▸ **TASK TO COMPLETE**: Transcribe each of the records below exactly, excluding all pictures.

▸ **GIVEN RECORDS**:
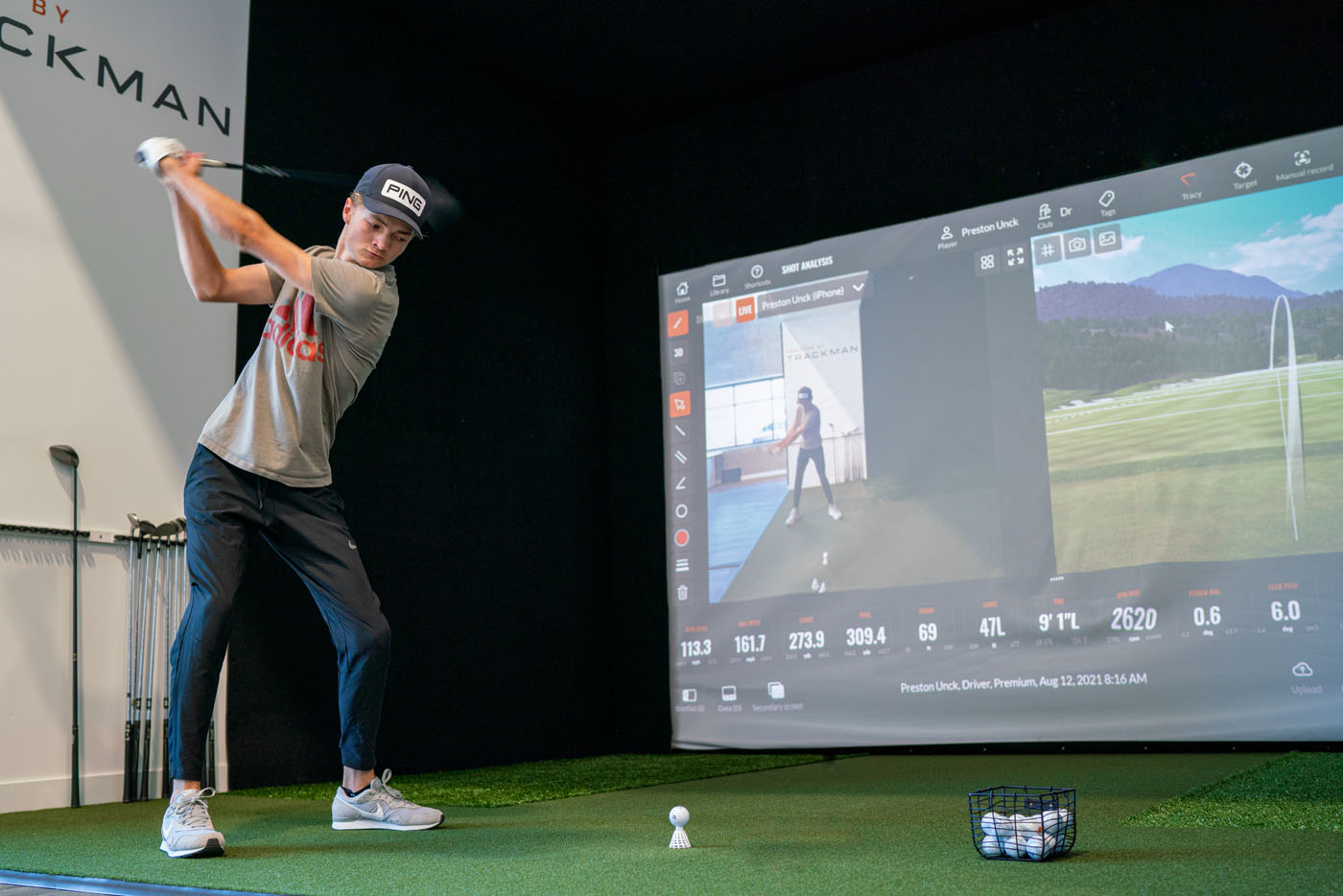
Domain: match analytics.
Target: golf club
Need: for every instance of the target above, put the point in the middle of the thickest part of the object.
(67, 456)
(130, 765)
(443, 207)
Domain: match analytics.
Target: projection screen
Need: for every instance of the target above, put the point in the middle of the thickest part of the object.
(1071, 469)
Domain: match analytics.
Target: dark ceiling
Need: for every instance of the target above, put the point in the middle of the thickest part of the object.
(621, 66)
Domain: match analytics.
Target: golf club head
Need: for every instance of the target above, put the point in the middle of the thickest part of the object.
(443, 207)
(64, 455)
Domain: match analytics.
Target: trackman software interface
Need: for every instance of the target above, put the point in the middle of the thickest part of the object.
(1064, 468)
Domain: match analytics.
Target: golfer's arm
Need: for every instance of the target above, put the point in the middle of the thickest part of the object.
(796, 427)
(197, 200)
(207, 277)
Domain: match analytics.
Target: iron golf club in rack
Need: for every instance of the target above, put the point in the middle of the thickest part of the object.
(156, 602)
(69, 457)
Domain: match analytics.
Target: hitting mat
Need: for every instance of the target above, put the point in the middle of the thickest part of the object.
(863, 824)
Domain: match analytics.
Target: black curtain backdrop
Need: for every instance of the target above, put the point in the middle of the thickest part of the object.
(503, 468)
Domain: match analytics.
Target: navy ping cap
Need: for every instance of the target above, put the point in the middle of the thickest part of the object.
(398, 191)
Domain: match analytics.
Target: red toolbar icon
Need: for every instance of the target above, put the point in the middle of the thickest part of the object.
(680, 403)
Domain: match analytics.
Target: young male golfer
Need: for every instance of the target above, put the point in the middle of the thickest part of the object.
(262, 466)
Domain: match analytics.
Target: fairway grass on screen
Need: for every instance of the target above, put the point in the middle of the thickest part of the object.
(1071, 469)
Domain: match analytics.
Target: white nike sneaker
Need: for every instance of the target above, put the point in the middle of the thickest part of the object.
(187, 829)
(379, 806)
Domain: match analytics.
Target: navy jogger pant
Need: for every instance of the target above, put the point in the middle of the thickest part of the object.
(306, 529)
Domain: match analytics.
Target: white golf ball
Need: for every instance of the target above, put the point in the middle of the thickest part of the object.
(1054, 821)
(993, 824)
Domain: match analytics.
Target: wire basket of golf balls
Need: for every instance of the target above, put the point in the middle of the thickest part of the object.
(1024, 822)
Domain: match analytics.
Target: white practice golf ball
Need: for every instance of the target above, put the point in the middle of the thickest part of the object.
(1054, 821)
(993, 824)
(1013, 833)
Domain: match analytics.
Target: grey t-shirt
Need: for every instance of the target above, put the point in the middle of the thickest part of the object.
(315, 355)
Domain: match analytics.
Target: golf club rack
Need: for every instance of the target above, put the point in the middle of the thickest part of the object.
(158, 589)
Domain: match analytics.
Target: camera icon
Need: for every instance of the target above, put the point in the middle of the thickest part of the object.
(1076, 244)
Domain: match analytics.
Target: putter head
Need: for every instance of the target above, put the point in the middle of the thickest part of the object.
(64, 455)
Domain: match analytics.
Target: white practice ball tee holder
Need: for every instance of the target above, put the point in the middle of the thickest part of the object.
(678, 817)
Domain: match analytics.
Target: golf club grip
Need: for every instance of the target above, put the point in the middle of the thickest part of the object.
(128, 778)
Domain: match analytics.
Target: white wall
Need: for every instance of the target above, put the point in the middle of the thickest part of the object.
(101, 345)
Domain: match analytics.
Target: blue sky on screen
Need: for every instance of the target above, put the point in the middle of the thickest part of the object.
(1293, 235)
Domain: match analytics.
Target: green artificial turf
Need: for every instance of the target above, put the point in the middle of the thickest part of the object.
(870, 824)
(1298, 791)
(556, 778)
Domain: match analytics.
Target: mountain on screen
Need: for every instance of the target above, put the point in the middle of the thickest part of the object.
(1184, 289)
(1195, 279)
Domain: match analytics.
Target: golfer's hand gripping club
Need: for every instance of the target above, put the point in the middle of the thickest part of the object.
(153, 151)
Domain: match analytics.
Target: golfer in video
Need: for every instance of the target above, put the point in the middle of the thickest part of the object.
(806, 423)
(262, 468)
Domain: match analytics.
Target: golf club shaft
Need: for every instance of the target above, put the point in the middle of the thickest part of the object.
(74, 647)
(295, 174)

▸ **EXERCISE OUTPUT**:
Domain: match analytics.
Target: golf club
Need: for every instance of the target above, put the point in the middle of the thickest part of the object.
(67, 456)
(130, 765)
(443, 207)
Domain: match analytics.
Target: projection screen
Need: for every instance of the target above, put the point in the middle of the thickest part of the object.
(1071, 469)
Domain: match analytics.
Target: dark ceiling
Need: for every instance of the target above, put the point in the middle of the thickest part of the object.
(621, 66)
Domain: match analytics.
Target: golf club head
Need: for every instance of the target above, put the point in the middle of the thickest part of the object.
(443, 207)
(64, 455)
Domain: match analytics.
Target: trackman software interface
Need: for every instance of the target above, put the point in the middle of the thickest part of the object.
(1064, 468)
Domain: match analytics.
Target: golfer's arm
Need: for every instance of the target above, put the point in the middle of the thickest part of the object.
(796, 427)
(197, 200)
(207, 277)
Domain: match analytics.
Target: iron golf club in rack
Need: for every instance of the target above, put the point in the middle of the thickest part of the object.
(156, 602)
(69, 457)
Domain: match analytics.
Target: hitting mat
Need: for every instance of the target above, put the point in the middle of the thickest part of the object.
(863, 824)
Domain: match analytics.
Target: black curtain backdrop
Need: for every instance of the target above, put the point in the middle of the thickest part of the object.
(503, 468)
Domain: match analytics.
Target: navy ping cap
Need: for every instance of the target above, put the point in the middle of the thickest part of the object.
(398, 191)
Domain: match analytics.
Target: red toolbar icon
Need: for every instance of the target above, put the point in the middle of the thickest part of the object.
(680, 403)
Domain: match analytics.
Target: young male golfer
Need: for every instance of the target above, put the point in the middle of the thickest part of the object.
(262, 466)
Domain: match analytics.
Target: fairway grass on screen
Need: for every instance of the target above, put the point in the middle of the thickest part of the object.
(1071, 469)
Domain: match analytics.
Target: white nike sneaker
Need: for every instance of the target above, put the point in the middle of the thickest part of the object.
(187, 829)
(379, 806)
Domain: match analytics.
Target: navy jogger pant
Need: for every instance of the target above, put the point in the middle of the thickest part of the object.
(306, 529)
Domain: match analytics.
Target: white golf ball
Need: for every instance of the target above, put the point in the middle of the thickest part of the object.
(1054, 821)
(993, 824)
Domain: match analytics.
Target: wire basket of golf balls
Need: for every instance of the target above, put the point in the middle of the thickest part of the object.
(1024, 822)
Domain: match analytics.
Target: white practice golf ball
Need: for every instance of the target above, put the point in the middle of the thickest part of the object.
(1054, 821)
(993, 824)
(1013, 833)
Domain: match analytics.
Target: grey t-shirt
Need: for every instance of the target above, put the point in the middle of the thickest part of the object.
(315, 355)
Domain: match analytics.
Target: golf club rack
Need: for every instance of the target above, put the point in the middle of the thickest part of the object.
(158, 589)
Domain: match analytics.
Target: camera icon
Need: for every instance of the target above, put the point in the middle of the thickest part of the object.
(1076, 244)
Domain: match analytics.
Target: putter head
Need: for every instance of the target above, put the point in the middle of the thickest part of the object.
(64, 455)
Domain: match analytics.
Target: white practice ball tee holder
Need: for every instance of the target above, put the point in the middle of the thickest part of the object.
(678, 817)
Domain: match analytics.
Target: golf club grip
Need: for every instance of the target above, put the point in the middle of the thickest part of the object.
(128, 778)
Domain: match analytics.
Target: white wall
Need: for every instance of the target above, put the point in the middle of the thickest part of the object.
(101, 345)
Domain: match analytics.
Target: blue sky on screen
Need: for every instance of the target above, put the point in the middle of the thickest part of the object.
(1293, 235)
Domain: match analytics.
Target: green artificial turf
Need: for every instance of the target above, put the point in the middle of the thickest part of the object.
(870, 824)
(1298, 791)
(556, 778)
Domain: match analytics.
Target: mountain on screen
Need: for every instance of the target above, put the point in the middle of the thickest part of the object.
(1184, 289)
(1195, 279)
Domain: match analytics.
Target: golfer's hand gripping club
Need: for every instance of the target above, put the point in the middle of the thickest part of the object.
(153, 151)
Domain: match analytics.
Target: golfer in video
Need: for every instance of the target above, put the point in the middle of the thickest part of the object.
(806, 423)
(262, 468)
Domain: match analytics.
Target: golf club shaft
Need: for every instance of the target above, put the point in the middle of the thickest part of the object.
(74, 647)
(295, 174)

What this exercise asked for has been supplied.